**WORK TO BE COMPLETED**
Reproduce each of the following records word for word, keeping every line in its original order.

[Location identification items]
==*==

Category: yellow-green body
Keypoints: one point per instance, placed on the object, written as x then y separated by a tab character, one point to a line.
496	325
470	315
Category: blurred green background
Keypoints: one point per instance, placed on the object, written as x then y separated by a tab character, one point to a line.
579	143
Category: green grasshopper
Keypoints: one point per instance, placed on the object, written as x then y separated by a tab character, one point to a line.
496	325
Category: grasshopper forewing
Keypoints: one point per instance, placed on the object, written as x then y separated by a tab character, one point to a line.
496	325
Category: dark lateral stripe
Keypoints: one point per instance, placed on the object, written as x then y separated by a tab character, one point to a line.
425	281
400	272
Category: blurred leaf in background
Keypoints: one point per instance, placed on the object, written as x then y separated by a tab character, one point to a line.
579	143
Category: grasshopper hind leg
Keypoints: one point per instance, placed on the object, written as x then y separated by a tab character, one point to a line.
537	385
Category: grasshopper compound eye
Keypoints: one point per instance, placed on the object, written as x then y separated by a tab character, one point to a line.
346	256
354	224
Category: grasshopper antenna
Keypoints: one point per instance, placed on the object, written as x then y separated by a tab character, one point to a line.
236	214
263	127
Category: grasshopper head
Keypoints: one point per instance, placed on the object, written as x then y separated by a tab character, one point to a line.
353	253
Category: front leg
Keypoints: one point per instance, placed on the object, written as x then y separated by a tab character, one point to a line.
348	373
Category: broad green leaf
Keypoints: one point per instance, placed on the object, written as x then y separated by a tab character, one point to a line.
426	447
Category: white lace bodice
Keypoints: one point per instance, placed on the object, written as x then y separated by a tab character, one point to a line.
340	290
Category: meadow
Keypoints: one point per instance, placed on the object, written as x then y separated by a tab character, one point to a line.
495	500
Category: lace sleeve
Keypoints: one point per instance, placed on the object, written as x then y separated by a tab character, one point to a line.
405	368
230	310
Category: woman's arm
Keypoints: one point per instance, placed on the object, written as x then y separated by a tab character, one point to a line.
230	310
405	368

==*==

**ANSWER TO THE TASK**
Category: yellow-green body
Keypoints: one point per instance, placed on the object, written as x then y separated by a tab character, one point to a line.
496	325
470	315
Category: blurred green background
Keypoints: one point per instance, placed on the object, written as x then y separated by a tab character, one point to a line.
579	143
Category: green grasshopper
Keypoints: one point per instance, placed on the object, written as x then y separated by a tab character, one point to a line.
496	325
Category: grasshopper forewing
Keypoints: one point per instance, placed on the object, written as x then y separated by a tab character, one point to a line.
496	325
Category: dark lateral stripe
Keypoints: one point per instance, placed on the object, written as x then y separated by a tab character, one point to a line.
425	281
400	272
Category: blurred leaf in background
Keypoints: one point per instance, placed on the object, written as x then y separated by a tab character, one point to a line.
579	143
Category: grasshopper hind leg
Keypoints: one point per instance, placed on the object, written as x then y separated by a tab character, one point to a line.
537	385
Category: grasshopper compound eye
Keypoints: one point per instance, placed on the object, written as x then y separated by a tab character, one point to a line.
346	256
354	224
Category: grasshopper antenna
Keypoints: one point per instance, placed on the object, written as x then y separated by a tab character, one point to a line.
236	214
263	127
Category: grasshopper head
Keypoints: one point per instance, placed on the object, written as x then y separated by a tab character, one point to a line.
353	253
Category: front leg
Keypoints: one point per instance, placed on the object, written as x then y separated by a tab character, one point to a line.
348	373
Category: broad green leaf
Keypoints: one point per instance, placed on the object, written as x then y separated by a tab character, one point to a line.
426	447
Category: white lace bodice
Keypoints: one point per instance, placed on the object, written as x then y separated by a tab character, one point to a line.
340	290
Category: meadow
Keypoints: one point per instance, placed on the object, written as x then y separated by a tab character, one point to a line.
495	500
Category: lace sleeve
Keypoints: one point per instance, placed on the object, written as x then y separated by a tab character, one point to a line.
405	368
230	310
Category: woman's arm
Keypoints: one point per instance, placed on the object, written as x then y separated by a tab character, one point to a line.
230	310
405	368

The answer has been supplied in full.